ASSIGNMENT
The entries below are to be duplicated exactly, with nothing left out.

DATA EXTRACT

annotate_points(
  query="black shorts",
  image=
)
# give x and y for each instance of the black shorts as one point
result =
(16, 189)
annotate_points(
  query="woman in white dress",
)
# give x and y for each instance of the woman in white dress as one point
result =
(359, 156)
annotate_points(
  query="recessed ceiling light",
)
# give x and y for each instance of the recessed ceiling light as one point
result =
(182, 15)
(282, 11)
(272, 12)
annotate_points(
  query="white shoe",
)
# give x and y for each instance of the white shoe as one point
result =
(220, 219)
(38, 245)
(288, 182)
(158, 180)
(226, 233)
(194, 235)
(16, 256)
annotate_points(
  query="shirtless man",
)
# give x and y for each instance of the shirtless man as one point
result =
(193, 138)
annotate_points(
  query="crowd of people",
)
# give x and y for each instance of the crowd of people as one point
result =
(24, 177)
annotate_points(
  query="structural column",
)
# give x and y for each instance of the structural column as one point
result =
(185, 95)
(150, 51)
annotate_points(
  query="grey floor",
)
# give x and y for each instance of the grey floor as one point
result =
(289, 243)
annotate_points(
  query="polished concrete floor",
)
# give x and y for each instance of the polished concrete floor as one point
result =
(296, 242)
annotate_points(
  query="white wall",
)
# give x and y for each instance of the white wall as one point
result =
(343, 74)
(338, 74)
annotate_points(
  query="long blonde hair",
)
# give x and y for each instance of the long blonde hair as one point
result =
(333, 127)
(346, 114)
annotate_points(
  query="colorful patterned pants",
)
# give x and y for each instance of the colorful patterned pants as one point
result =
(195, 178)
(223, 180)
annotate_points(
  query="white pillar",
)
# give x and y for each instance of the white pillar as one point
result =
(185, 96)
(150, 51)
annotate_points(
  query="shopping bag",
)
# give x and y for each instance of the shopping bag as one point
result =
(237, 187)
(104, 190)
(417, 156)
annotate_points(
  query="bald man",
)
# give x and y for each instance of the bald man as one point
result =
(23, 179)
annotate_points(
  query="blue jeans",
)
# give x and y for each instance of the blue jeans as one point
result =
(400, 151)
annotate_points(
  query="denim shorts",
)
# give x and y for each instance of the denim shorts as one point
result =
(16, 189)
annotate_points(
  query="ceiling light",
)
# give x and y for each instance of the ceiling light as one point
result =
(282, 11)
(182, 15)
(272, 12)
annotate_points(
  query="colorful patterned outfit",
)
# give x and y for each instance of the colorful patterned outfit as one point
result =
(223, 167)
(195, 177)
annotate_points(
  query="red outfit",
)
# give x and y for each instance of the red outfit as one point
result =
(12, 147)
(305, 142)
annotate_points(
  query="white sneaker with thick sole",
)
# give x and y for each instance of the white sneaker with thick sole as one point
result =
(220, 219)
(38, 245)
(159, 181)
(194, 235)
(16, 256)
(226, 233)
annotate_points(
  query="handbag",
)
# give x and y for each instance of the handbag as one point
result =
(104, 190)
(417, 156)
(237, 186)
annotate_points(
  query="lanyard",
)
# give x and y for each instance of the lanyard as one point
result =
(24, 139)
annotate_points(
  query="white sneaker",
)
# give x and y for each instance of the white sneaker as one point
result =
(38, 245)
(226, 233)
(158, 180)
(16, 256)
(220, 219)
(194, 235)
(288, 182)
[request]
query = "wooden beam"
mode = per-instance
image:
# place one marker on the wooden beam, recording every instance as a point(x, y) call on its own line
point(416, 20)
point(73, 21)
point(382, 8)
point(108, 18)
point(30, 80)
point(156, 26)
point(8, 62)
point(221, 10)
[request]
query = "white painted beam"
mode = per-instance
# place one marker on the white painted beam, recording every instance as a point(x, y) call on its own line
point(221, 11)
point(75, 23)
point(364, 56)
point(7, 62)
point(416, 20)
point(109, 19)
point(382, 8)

SOLUTION TO THIS PROBLEM
annotate_points(
  query="black shorts",
  image=
)
# give x and y for each instance of the black shorts as one point
result =
(16, 189)
annotate_points(
  query="woman in white dress",
)
# give x and y for each instance of the woman in white dress as one point
result =
(359, 156)
annotate_points(
  query="recessed ceiling light",
)
# give x and y for each instance of the recessed ceiling light as one point
result =
(182, 15)
(282, 11)
(272, 12)
annotate_points(
  query="white shoe",
)
# give x and y for each instance of the white shoe as one point
result =
(220, 219)
(38, 245)
(288, 182)
(158, 180)
(226, 233)
(194, 235)
(16, 256)
annotate_points(
  query="shirtless man",
)
# give x and y for each instance of the shirtless man as one point
result =
(193, 138)
annotate_points(
  query="crowd of people",
)
# give x and y for each instance of the crowd of people as one point
result =
(24, 177)
annotate_points(
  query="structural column",
)
# give x and y for each instance of the structural column as one point
result =
(185, 95)
(150, 51)
annotate_points(
  query="grey floor",
)
# give x and y for each instance of the grey floor as one point
result =
(289, 243)
annotate_points(
  query="polished concrete floor",
)
# give x and y for each instance of the polished concrete floor as one point
result =
(296, 242)
annotate_points(
  query="white wall",
)
# give x and y for each instance of the white wall as one point
result =
(343, 74)
(338, 74)
annotate_points(
  query="long blonde hair",
)
# give x and y for each instance of the long blonde hair as one point
result =
(333, 127)
(346, 114)
annotate_points(
  query="colorful patterned pants",
)
# give x and y for each instance of the colorful patterned pants as one point
result =
(195, 178)
(223, 180)
annotate_points(
  query="white pillar",
)
# give x and y for each instance of the white pillar as one point
result =
(185, 96)
(150, 51)
annotate_points(
  query="shopping bag",
)
# give x and y for each instance of the shopping bag as one point
result =
(237, 187)
(104, 190)
(417, 156)
annotate_points(
  query="bald man",
)
# give x and y for each instance of the bald man as one point
result =
(23, 179)
annotate_points(
  query="blue jeans",
)
# give x and y for each instance of the blue jeans as one point
result =
(400, 151)
annotate_points(
  query="denim shorts",
)
# give x and y for each instance of the denim shorts as one point
result =
(16, 189)
annotate_points(
  query="ceiling light",
)
# give x and y for each instance of the ceiling light as one point
result =
(282, 11)
(182, 15)
(272, 12)
annotate_points(
  query="colorful patterned outfit",
)
# give x and y for each instance of the colorful patterned outfit as one point
result =
(223, 167)
(195, 177)
annotate_points(
  query="red outfit",
)
# give x and y for each instance of the red outfit as one point
result =
(12, 147)
(305, 142)
annotate_points(
  query="white sneaker with thick sole",
)
# give x and y for each instance of the white sneaker with thick sole as one point
result =
(220, 219)
(38, 245)
(159, 181)
(194, 235)
(16, 256)
(226, 233)
annotate_points(
  query="handbag",
)
# give x and y for each instance of the handbag as one point
result =
(104, 190)
(417, 156)
(237, 186)
annotate_points(
  query="lanyard",
)
# give x and y for each instance of the lanyard as one point
result =
(24, 139)
annotate_points(
  query="white sneaker",
)
# give x and y for each instance of the white sneaker as one point
result =
(38, 245)
(226, 233)
(158, 180)
(16, 256)
(220, 219)
(194, 235)
(288, 182)
[request]
query = "wooden beam"
mode = per-instance
image:
# place one marker on the wooden beam, recording every instance as a point(x, y) call on its own line
point(416, 20)
point(73, 21)
point(382, 8)
point(108, 18)
point(30, 80)
point(156, 26)
point(8, 62)
point(221, 10)
[request]
query = "white painted beam"
mode = per-instance
# place one marker on the white painted beam, recording every instance as a point(x, y) call on its own line
point(221, 11)
point(75, 23)
point(364, 56)
point(7, 62)
point(416, 20)
point(109, 19)
point(382, 8)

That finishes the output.